[Data listing Boundary: Start]
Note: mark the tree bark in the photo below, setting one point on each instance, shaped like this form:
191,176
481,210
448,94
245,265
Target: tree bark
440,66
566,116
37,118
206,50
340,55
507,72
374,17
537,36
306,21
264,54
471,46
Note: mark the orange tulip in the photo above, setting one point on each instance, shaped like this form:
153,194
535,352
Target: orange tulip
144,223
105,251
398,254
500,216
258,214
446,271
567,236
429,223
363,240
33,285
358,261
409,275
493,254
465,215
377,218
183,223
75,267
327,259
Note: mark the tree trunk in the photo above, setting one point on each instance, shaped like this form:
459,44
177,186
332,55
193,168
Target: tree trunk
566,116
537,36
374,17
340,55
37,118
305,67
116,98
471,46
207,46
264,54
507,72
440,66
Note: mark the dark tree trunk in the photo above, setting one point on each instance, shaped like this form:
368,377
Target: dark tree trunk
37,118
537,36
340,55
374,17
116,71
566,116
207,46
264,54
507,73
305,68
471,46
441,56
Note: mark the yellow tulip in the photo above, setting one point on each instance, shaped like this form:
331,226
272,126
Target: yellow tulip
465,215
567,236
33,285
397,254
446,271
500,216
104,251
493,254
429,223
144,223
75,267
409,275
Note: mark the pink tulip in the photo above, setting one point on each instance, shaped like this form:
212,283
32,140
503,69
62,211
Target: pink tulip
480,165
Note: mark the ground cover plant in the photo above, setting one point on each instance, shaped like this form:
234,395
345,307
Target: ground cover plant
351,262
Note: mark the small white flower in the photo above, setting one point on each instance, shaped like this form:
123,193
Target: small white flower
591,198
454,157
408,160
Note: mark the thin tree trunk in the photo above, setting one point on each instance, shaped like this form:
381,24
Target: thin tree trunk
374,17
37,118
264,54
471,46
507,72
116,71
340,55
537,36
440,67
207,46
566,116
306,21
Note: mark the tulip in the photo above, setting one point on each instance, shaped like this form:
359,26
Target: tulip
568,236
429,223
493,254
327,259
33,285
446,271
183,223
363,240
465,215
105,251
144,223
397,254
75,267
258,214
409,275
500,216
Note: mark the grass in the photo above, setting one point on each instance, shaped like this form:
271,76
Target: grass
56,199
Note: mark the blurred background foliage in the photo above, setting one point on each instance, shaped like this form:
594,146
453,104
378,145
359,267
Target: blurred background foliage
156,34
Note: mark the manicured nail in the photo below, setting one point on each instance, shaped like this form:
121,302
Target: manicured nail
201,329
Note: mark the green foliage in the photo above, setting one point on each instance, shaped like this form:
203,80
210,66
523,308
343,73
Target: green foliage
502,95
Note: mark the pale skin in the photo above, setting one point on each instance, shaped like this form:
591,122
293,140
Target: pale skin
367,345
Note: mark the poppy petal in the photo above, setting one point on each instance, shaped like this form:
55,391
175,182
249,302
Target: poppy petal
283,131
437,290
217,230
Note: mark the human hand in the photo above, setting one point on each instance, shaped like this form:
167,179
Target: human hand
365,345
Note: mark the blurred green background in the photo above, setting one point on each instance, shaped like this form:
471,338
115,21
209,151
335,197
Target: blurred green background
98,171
[Data listing Boundary: End]
[Data listing Boundary: Start]
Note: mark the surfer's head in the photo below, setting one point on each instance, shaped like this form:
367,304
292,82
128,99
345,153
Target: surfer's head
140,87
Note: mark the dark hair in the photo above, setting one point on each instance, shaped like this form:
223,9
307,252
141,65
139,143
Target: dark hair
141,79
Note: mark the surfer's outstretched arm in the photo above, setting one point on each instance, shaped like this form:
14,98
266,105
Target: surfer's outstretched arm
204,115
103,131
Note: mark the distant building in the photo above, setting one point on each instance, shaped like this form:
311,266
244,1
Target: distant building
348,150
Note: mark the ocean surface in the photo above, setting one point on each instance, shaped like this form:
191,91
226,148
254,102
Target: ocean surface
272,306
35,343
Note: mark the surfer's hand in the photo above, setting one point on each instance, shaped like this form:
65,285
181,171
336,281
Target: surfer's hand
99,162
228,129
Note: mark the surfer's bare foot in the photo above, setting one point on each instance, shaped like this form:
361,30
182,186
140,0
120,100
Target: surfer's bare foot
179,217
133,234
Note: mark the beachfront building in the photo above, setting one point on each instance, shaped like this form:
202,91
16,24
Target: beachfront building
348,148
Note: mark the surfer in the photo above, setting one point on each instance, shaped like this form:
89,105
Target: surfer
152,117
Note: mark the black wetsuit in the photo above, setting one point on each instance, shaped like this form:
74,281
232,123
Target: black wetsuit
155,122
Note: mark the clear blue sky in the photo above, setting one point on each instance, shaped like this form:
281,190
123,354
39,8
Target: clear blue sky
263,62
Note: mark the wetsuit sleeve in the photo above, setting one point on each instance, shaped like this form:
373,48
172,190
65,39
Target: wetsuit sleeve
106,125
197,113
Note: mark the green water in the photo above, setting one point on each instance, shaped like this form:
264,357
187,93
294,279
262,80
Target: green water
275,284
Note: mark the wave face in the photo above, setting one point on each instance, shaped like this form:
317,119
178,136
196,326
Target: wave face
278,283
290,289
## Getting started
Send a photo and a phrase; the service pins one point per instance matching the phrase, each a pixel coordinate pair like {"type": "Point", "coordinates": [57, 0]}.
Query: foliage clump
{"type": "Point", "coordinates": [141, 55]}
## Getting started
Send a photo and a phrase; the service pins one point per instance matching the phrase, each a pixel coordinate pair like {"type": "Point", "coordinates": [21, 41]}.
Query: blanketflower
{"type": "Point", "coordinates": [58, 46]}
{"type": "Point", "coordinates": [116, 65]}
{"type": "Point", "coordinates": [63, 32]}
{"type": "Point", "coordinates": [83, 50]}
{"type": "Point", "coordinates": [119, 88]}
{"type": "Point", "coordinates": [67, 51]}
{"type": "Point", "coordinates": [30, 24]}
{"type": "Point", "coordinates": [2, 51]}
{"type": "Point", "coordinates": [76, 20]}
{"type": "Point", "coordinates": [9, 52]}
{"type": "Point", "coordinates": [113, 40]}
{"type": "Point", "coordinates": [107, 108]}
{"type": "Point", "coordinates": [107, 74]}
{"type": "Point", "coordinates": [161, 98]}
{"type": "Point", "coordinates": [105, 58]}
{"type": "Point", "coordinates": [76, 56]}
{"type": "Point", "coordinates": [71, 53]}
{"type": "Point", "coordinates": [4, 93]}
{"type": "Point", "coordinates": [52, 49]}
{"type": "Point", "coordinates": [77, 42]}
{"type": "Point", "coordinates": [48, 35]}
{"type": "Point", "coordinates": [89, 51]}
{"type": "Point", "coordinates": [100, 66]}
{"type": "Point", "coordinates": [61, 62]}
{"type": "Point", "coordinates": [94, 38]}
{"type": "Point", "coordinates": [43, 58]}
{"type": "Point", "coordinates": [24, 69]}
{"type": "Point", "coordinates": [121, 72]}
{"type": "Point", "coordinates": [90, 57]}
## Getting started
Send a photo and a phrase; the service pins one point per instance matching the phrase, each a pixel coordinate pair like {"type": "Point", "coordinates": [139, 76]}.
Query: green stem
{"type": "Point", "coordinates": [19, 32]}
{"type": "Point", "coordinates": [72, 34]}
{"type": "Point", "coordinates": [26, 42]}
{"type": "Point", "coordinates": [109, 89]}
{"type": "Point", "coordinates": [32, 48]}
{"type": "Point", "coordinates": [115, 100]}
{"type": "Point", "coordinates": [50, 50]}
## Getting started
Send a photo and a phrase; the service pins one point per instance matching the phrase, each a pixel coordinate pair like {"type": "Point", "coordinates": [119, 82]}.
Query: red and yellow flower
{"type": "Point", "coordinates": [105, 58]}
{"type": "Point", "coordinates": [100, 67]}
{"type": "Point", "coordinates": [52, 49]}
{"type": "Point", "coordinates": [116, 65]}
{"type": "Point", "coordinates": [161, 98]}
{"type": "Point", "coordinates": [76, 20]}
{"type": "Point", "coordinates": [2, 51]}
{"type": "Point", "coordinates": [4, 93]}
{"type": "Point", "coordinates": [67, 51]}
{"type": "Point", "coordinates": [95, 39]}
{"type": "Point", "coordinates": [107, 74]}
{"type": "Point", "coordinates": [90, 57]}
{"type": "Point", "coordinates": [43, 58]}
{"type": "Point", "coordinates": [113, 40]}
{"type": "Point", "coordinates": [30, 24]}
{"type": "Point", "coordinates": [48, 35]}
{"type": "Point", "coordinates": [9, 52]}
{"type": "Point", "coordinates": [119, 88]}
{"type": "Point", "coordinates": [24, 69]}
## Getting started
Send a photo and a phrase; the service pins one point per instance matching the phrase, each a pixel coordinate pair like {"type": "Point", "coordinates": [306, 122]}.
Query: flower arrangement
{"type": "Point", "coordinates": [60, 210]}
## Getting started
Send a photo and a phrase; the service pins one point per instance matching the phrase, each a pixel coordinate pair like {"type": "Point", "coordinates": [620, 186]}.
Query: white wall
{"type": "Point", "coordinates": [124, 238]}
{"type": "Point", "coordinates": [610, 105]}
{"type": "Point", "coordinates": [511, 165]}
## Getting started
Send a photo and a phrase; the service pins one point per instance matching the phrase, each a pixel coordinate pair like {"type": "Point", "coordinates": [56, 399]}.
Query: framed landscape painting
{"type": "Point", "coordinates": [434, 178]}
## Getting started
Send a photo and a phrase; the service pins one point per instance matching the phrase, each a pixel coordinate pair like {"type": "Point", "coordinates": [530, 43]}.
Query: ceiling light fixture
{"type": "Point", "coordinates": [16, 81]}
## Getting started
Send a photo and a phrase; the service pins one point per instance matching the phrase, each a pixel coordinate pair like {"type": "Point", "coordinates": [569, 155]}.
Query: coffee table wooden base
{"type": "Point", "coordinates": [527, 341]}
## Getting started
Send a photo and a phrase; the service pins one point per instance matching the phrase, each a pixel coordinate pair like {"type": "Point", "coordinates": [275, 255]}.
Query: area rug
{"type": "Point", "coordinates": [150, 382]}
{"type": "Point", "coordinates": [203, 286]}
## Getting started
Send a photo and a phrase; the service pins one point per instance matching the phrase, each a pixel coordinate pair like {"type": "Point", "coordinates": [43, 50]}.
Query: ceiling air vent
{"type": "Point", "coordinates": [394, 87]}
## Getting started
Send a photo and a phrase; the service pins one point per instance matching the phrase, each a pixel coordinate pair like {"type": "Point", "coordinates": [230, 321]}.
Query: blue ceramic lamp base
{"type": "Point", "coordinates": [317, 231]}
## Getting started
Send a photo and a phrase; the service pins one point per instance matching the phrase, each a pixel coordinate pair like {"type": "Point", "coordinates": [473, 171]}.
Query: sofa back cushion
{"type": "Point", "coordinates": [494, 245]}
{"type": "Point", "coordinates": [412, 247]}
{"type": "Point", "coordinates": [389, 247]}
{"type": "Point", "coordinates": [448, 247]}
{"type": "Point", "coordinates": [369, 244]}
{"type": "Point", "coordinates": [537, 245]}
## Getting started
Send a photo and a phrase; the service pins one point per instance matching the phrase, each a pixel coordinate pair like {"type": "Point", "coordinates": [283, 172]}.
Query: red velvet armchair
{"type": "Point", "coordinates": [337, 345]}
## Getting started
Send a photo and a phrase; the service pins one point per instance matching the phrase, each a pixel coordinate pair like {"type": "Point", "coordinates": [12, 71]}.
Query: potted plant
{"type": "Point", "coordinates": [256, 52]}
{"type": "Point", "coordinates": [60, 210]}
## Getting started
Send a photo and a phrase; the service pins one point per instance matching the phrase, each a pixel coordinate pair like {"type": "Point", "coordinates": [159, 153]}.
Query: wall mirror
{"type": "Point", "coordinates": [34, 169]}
[Data listing Boundary: End]
» Aim of the task:
Once you have checked every line of the material above, return the ones that hold the string "below".

» The completed task:
Note: mark the tree bark in the photo below, setting one point on each instance, shaped like this form:
Note: mark the manicured nail in the photo below, setting one point on each instance, shaped like this form:
Note: mark the surfer's head in the photo below, setting one point on each instance, shaped like this form:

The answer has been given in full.